Testo da leggere:
◆ ◆ ◆ ◆

L'Italia di Andrea Scanzi - giornalista e scrittore controverso, o lo ami o lo odi - è segnata da due tappe fondamentali: la morte di Enrico Berlinguer e l'ultima corsa Marco Pantani. Sono vent'anni: dal 1984 al 2004.

Da allora il Paese è andato fuori giri, ha rallentato, perso definitivamente slancio: "Per farlo ripartire ci vorrebbe un nuovo leader, ma non Renzi, un giovanotto all'anagrafe ma con lo spirito di un vecchio democristiano".

Una nuova classe dirigente, "ma competente", che inforchi questa bicicletta sgangherata su cui viaggiamo, si issi bene sui pedali e ci porti su, su, in uno scatto d'orgoglio rabbioso come uno scatto in salita: uno strappo del Pirata.

◆ ◆ ◆ ◆

Dati forniti:
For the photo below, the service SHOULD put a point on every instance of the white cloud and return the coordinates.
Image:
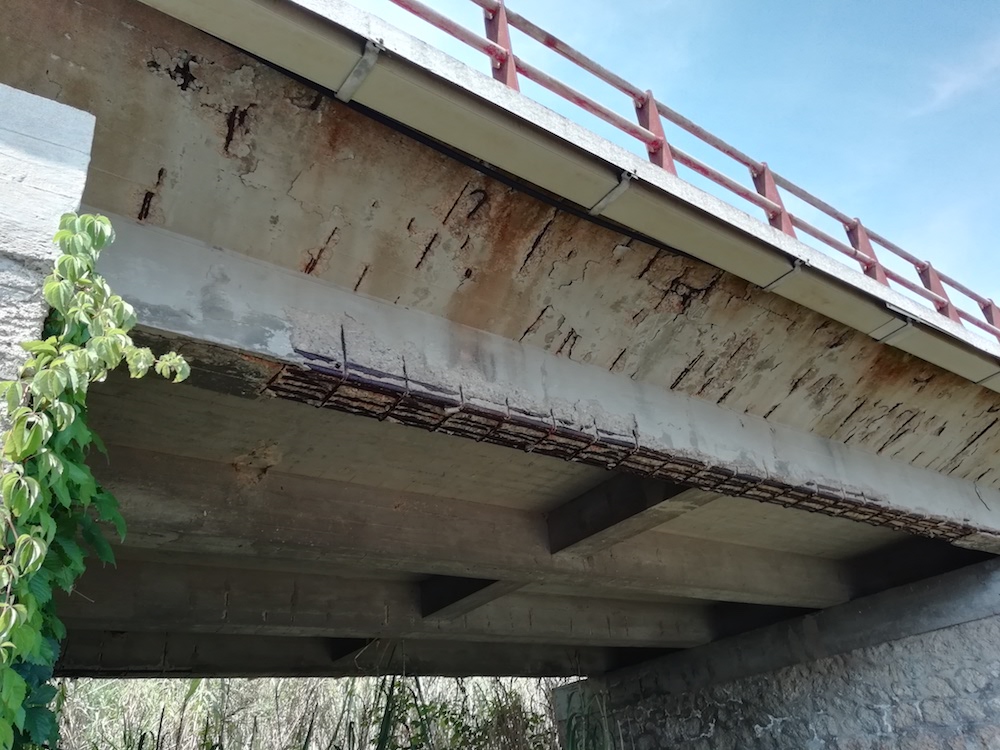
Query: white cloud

◆ ◆ ◆ ◆

Esercizi:
a – Trascriva fedelmente la parte del testo su Andrea Scanzi che si apre con le parole "Da allora il" e si chiude con "strappo del Pirata.".
b – Secondo il testo su Andrea Scanzi, quale periodo abbracciano le due tappe fondamentali che segnano la sua Italia?
c – Prosegua il testo su Andrea Scanzi a partire dal punto in cui si interrompe.
Per svolgere gli esercizi non occorre consultare l'elenco.

Risposte agli esercizi:
a –
Da allora il Paese è andato fuori giri, ha rallentato, perso definitivamente slancio: "Per farlo ripartire ci vorrebbe un nuovo leader, ma non Renzi, un giovanotto all'anagrafe ma con lo spirito di un vecchio democristiano".

Una nuova classe dirigente, "ma competente", che inforchi questa bicicletta sgangherata su cui viaggiamo, si issi bene sui pedali e ci porti su, su, in uno scatto d'orgoglio rabbioso come uno scatto in salita: uno strappo del Pirata.

b – Vent'anni, dal 1984 al 2004.

c –
"Il sogno di un'Italia" arriva a Cagliari il 20 maggio, al Teatro Massimo, ore 21, per la regia di Angelo Generali. È uno spettacolo in cui Scanzi - in attesa dell'uomo nuovo (un mix tra Fanfani e Alessandro Di Battista, tra esperienza e onestà, competenza e innovazione) - scatta impietose diapositive sulla contemporaneità. Quello che vien fuori è una fotografia, sineddoche di ciò che siamo diventati. Dall'edonismo che ha attraversato gli anni Ottanta al sangue che ha bagnato il G8 di Genova, scorrono sulla scena i fotogrammi di due decenni che potevano cambiare l'Italia e non l'hanno cambiata. O forse l'hanno addirittura peggiorata.

Scanzi, ci racconta lo spettacolo?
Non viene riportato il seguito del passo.